**Entries supplied**
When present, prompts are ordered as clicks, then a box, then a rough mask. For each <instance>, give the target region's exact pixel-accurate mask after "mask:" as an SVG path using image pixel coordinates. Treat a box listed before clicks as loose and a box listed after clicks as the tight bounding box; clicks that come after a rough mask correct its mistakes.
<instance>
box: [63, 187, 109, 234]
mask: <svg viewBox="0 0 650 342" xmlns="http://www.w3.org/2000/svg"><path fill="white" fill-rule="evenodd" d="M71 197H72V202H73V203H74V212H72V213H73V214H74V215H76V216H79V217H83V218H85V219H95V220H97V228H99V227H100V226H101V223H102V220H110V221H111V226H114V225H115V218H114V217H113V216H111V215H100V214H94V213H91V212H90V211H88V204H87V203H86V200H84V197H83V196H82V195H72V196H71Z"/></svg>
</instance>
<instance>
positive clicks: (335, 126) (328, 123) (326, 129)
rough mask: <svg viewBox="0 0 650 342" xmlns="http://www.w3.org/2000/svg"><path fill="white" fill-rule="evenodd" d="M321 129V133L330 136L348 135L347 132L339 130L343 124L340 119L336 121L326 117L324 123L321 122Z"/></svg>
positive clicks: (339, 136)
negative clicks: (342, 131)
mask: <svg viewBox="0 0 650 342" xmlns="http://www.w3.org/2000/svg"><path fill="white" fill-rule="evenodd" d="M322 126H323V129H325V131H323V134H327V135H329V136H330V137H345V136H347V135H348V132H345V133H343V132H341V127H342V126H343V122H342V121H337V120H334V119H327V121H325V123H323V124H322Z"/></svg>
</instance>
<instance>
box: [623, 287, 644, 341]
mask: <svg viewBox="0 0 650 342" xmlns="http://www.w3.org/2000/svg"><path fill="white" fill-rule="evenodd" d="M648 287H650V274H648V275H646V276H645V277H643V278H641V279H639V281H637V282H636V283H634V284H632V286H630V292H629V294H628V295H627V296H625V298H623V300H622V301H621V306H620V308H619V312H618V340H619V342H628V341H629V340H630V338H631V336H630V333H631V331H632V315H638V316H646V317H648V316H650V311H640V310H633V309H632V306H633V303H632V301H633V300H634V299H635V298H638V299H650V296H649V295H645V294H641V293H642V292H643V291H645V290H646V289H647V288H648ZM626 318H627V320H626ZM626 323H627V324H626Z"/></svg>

**Your goal**
Every record should be repeated exactly; please leave none out.

**Answer box**
When present, prompts are ordered as clicks, then a box, then a rough mask. For each <instance>, give the target region's exact pixel-accurate mask after "mask:" as an SVG path using image pixel coordinates. Treat a box listed before clicks as loose and a box listed after clicks as the tight bounding box; clicks that come after a rough mask correct its mistakes.
<instance>
box: [63, 187, 109, 234]
mask: <svg viewBox="0 0 650 342" xmlns="http://www.w3.org/2000/svg"><path fill="white" fill-rule="evenodd" d="M71 197H72V202H73V203H74V212H72V213H73V214H74V215H76V216H79V217H83V218H85V219H95V220H97V228H99V227H100V226H101V223H102V220H110V221H111V226H114V225H115V218H114V217H113V216H111V215H100V214H94V213H91V212H90V211H88V204H87V203H86V200H84V197H83V196H82V195H72V196H71Z"/></svg>
</instance>
<instance>
positive clicks: (335, 126) (328, 123) (326, 129)
rough mask: <svg viewBox="0 0 650 342" xmlns="http://www.w3.org/2000/svg"><path fill="white" fill-rule="evenodd" d="M321 129V133L330 136L348 135L347 132L339 130L343 124L340 119L336 121L326 117L324 123L321 122Z"/></svg>
positive clicks: (339, 136)
negative clicks: (342, 131)
mask: <svg viewBox="0 0 650 342" xmlns="http://www.w3.org/2000/svg"><path fill="white" fill-rule="evenodd" d="M322 126H323V129H325V131H323V134H327V135H329V136H330V137H345V136H347V135H348V132H345V133H343V132H341V127H342V126H343V122H342V121H337V120H334V119H327V121H325V123H323V124H322Z"/></svg>
</instance>
<instance>
box: [623, 287, 644, 341]
mask: <svg viewBox="0 0 650 342" xmlns="http://www.w3.org/2000/svg"><path fill="white" fill-rule="evenodd" d="M648 287H650V274H648V275H646V276H645V277H643V278H641V279H639V281H637V282H636V283H634V284H632V286H630V292H629V294H628V295H627V296H625V298H623V300H622V301H621V306H620V308H619V312H618V340H619V342H628V341H629V340H630V338H631V336H630V333H631V331H632V315H638V316H646V317H648V316H650V311H640V310H633V309H632V306H633V303H632V301H633V300H634V299H635V298H638V299H650V296H649V295H645V294H641V293H642V292H643V291H645V290H646V289H647V288H648ZM626 318H627V320H626ZM626 323H627V324H626Z"/></svg>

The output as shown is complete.